== Provided passage ==
Emptiness – Avatar
Date Reviewed: October 24, 2025
Ratings:
Constructed: 4
Casual: 4.5
Limited: 4.25
Multiplayer: 3.5
Commander [EDH]: 4
Ratings are based on a 1 to 5 scale. 1 is bad. 3 is average. 5 is great.
Reviews Below:
I think of a lot of things when it comes to the Lorwyn block. Many of them don’t have to do with the gameplay; in fact, I would argue that Lorwyn‘s greatest strengths are related to its creative and flavor elements, considering that Faeries, Five-Color Control, and Reveillark ruined some people’s experience with Standard. But the art and flavor stand out because they show an unusually wide range of things from the plane. At one end, you have everyday life in pastoral villages (or fortified camps, in Shadowmoor); at the other, you have incomprehensible alien gods. The minor ones were represented by the evoke elementals like Mulldrifter, and the major ones by mind-blowing monstrosities like Horde of Notions and Shadowmoor‘s Spirit Avatars.

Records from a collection
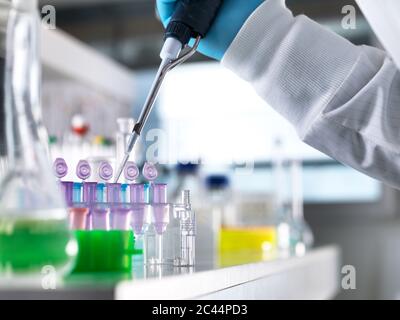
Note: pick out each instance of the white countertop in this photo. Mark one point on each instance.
(313, 276)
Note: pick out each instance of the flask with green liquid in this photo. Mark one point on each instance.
(33, 220)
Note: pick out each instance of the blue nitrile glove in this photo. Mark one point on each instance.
(230, 19)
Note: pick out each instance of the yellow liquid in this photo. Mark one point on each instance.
(246, 245)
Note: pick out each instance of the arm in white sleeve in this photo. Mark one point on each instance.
(343, 99)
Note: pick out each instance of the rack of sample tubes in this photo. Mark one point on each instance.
(129, 218)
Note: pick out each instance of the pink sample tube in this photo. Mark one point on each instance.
(100, 218)
(140, 210)
(67, 190)
(77, 218)
(121, 217)
(160, 208)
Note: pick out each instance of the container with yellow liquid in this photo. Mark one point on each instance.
(248, 234)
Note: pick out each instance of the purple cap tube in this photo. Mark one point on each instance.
(131, 171)
(106, 171)
(90, 192)
(113, 192)
(160, 208)
(150, 171)
(137, 193)
(83, 170)
(60, 168)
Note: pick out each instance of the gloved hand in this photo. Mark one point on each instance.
(230, 19)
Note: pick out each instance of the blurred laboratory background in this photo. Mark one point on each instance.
(244, 162)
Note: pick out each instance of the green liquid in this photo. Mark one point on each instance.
(105, 252)
(27, 245)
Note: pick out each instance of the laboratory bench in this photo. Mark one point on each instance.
(312, 276)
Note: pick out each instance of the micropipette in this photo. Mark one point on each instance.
(191, 19)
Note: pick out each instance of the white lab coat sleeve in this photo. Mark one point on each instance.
(343, 99)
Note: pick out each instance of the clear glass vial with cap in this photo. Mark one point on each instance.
(34, 231)
(171, 240)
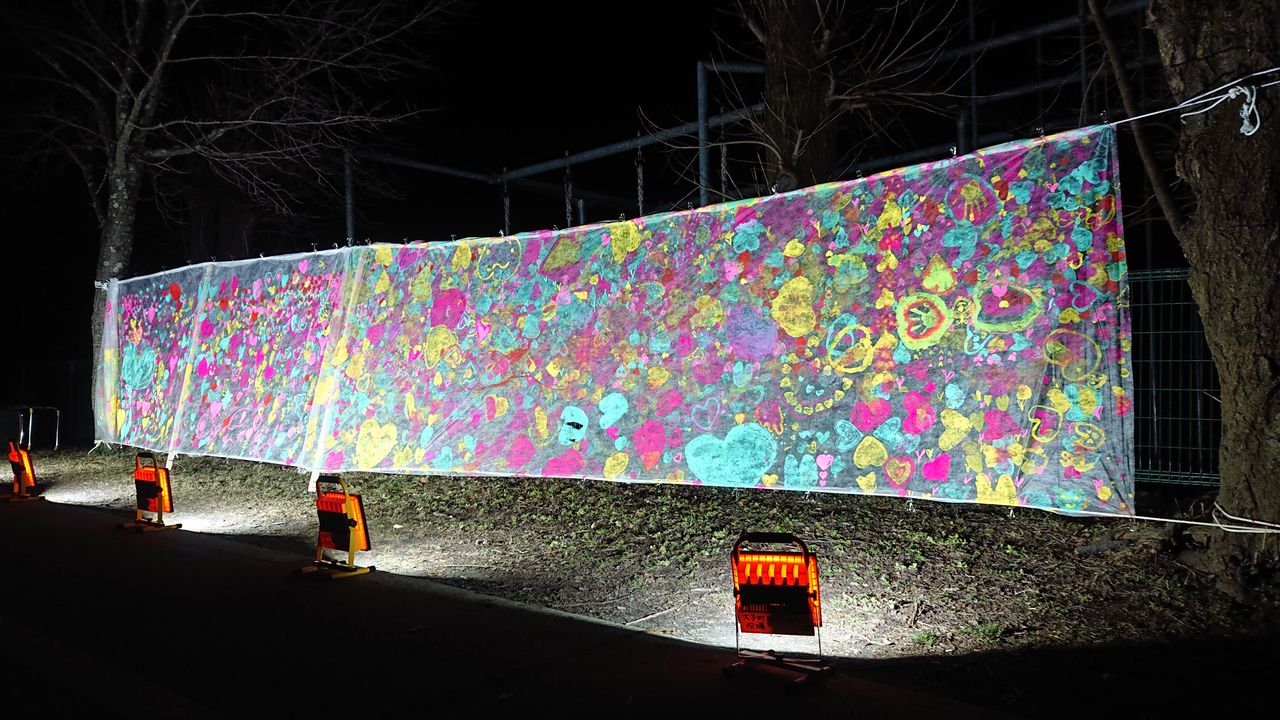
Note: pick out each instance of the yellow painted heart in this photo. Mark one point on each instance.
(658, 376)
(937, 276)
(869, 452)
(374, 442)
(899, 469)
(1004, 492)
(956, 427)
(616, 464)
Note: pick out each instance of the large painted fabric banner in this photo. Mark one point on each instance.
(952, 331)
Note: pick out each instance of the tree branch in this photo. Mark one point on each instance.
(1148, 158)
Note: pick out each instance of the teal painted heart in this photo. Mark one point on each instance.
(801, 473)
(741, 459)
(846, 436)
(613, 406)
(892, 436)
(138, 367)
(705, 414)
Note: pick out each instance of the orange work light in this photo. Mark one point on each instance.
(342, 527)
(776, 592)
(155, 495)
(23, 474)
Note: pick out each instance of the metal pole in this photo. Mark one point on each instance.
(1084, 76)
(506, 208)
(652, 139)
(348, 188)
(973, 81)
(704, 162)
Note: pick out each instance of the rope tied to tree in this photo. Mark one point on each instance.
(1249, 118)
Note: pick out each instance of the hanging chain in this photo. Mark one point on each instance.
(723, 168)
(640, 181)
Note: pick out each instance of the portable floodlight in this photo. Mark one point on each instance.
(342, 527)
(776, 592)
(23, 474)
(155, 495)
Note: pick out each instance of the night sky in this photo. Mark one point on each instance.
(512, 85)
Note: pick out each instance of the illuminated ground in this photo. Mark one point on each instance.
(968, 598)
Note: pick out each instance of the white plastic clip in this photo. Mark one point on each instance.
(1249, 119)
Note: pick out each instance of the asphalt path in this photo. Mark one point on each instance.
(106, 623)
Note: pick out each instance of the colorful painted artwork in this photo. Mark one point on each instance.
(954, 331)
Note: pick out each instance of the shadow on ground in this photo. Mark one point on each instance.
(1212, 678)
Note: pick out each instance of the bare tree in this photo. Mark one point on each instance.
(260, 95)
(1230, 236)
(832, 67)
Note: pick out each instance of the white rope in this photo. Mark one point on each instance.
(1249, 520)
(1215, 98)
(1216, 523)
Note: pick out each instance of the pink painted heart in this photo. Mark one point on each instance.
(868, 415)
(938, 469)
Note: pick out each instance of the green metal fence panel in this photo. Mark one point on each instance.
(1178, 422)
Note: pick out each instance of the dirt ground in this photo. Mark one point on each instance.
(973, 600)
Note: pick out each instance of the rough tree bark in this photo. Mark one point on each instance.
(1232, 242)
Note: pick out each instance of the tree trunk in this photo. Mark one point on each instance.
(117, 241)
(796, 94)
(1233, 246)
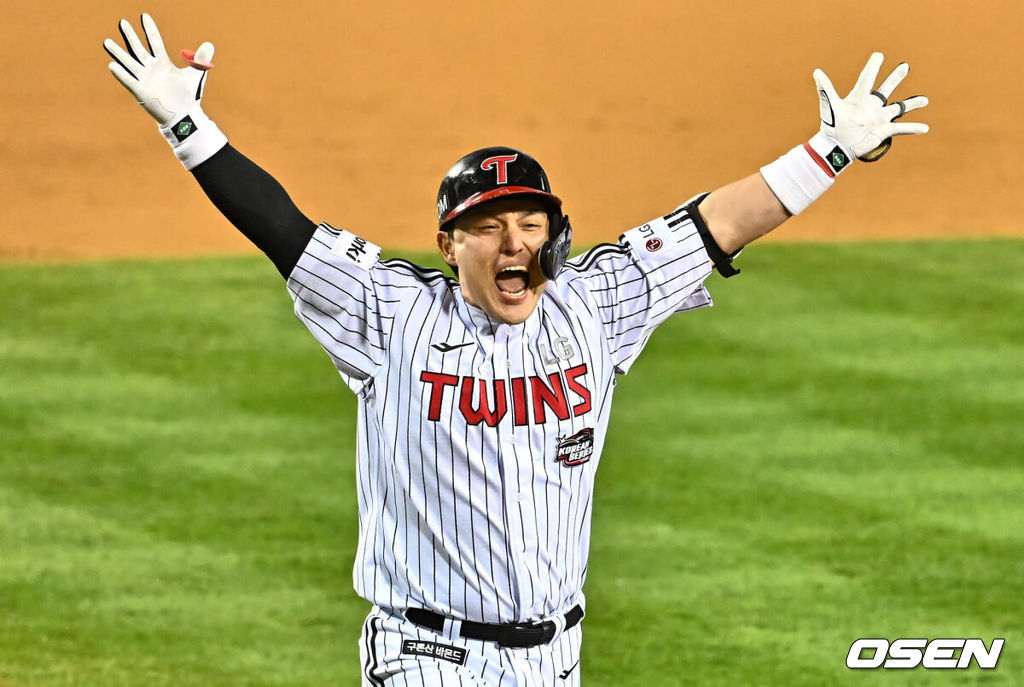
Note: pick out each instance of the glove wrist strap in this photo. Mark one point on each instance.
(803, 174)
(194, 137)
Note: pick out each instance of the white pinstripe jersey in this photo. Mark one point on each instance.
(477, 440)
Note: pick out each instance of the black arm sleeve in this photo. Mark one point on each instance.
(257, 205)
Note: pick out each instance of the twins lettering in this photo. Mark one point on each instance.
(530, 397)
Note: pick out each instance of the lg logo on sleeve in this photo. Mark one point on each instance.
(934, 654)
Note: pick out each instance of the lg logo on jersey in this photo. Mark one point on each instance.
(531, 397)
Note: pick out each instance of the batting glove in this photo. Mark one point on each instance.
(171, 95)
(861, 123)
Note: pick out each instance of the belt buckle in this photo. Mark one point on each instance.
(526, 635)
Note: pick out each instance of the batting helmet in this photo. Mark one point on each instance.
(502, 172)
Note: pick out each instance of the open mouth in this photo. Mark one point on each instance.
(513, 281)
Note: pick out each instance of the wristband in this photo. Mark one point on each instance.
(803, 174)
(194, 137)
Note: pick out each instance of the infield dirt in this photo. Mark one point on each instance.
(359, 109)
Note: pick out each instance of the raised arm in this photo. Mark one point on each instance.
(857, 127)
(247, 196)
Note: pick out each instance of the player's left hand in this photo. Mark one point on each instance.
(861, 122)
(164, 90)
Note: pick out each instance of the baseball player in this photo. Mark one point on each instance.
(483, 400)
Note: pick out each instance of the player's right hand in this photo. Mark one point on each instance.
(167, 92)
(861, 122)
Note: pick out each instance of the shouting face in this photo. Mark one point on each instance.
(495, 248)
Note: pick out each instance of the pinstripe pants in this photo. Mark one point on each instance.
(395, 652)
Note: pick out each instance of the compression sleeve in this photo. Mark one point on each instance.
(257, 206)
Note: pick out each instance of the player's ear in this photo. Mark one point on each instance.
(446, 247)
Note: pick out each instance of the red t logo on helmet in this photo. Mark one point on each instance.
(501, 162)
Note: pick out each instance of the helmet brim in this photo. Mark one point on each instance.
(504, 191)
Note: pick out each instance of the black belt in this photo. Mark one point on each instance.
(511, 635)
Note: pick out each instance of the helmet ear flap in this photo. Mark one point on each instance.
(556, 250)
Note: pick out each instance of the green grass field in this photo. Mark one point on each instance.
(835, 451)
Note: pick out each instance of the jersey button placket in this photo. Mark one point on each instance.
(507, 344)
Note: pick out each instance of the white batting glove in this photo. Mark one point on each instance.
(861, 123)
(171, 95)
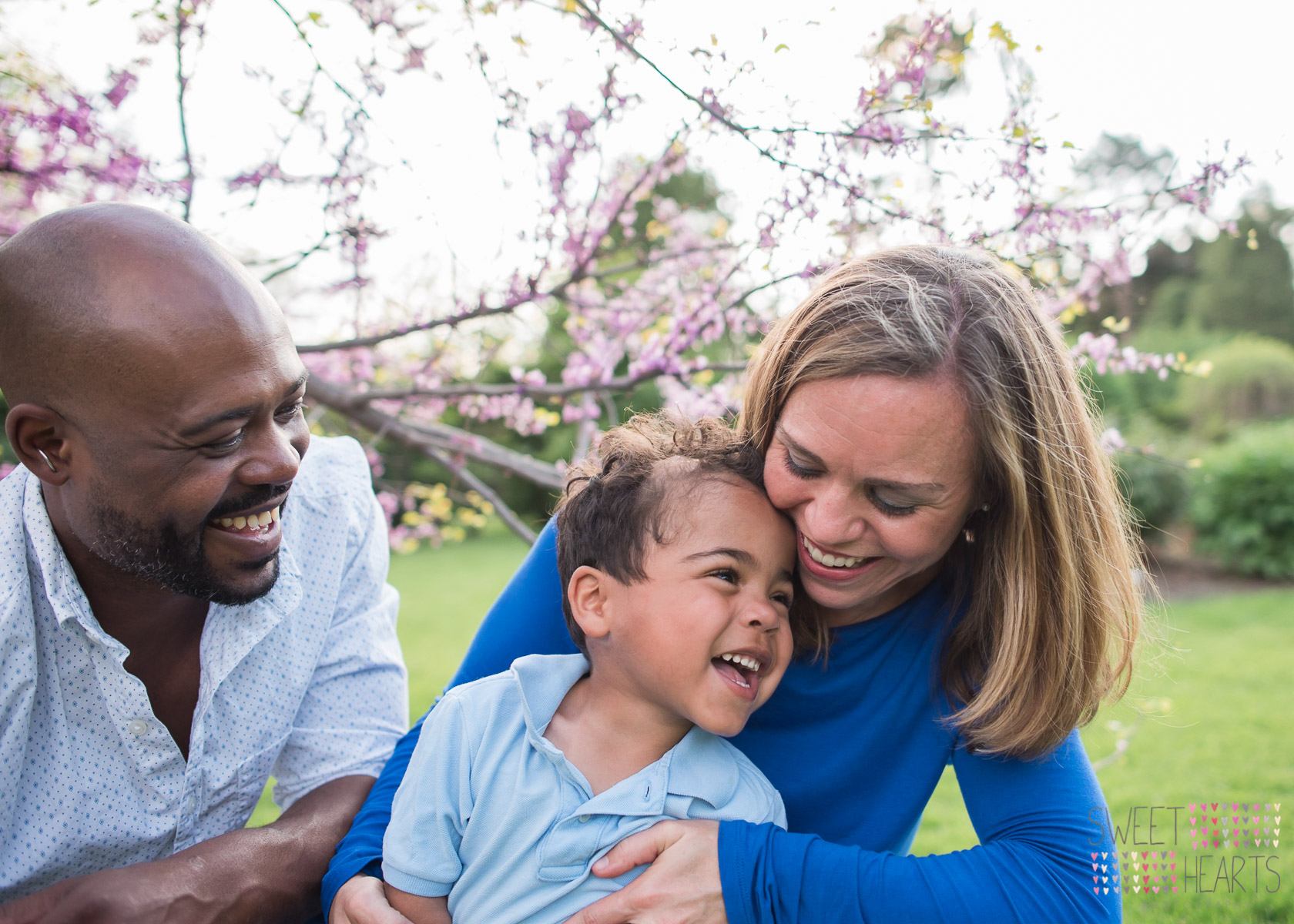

== Task 1 ==
In the Emptiness review, what rating does the card receive for Casual play?
== Task 2 ==
Reproduce the part of the Emptiness review from "Emptiness – Avatar" up to and including "5 is great.".

== Written solution 1 ==
4.5

== Written solution 2 ==
Emptiness – Avatar
Date Reviewed: October 24, 2025
Ratings:
Constructed: 4
Casual: 4.5
Limited: 4.25
Multiplayer: 3.5
Commander [EDH]: 4
Ratings are based on a 1 to 5 scale. 1 is bad. 3 is average. 5 is great.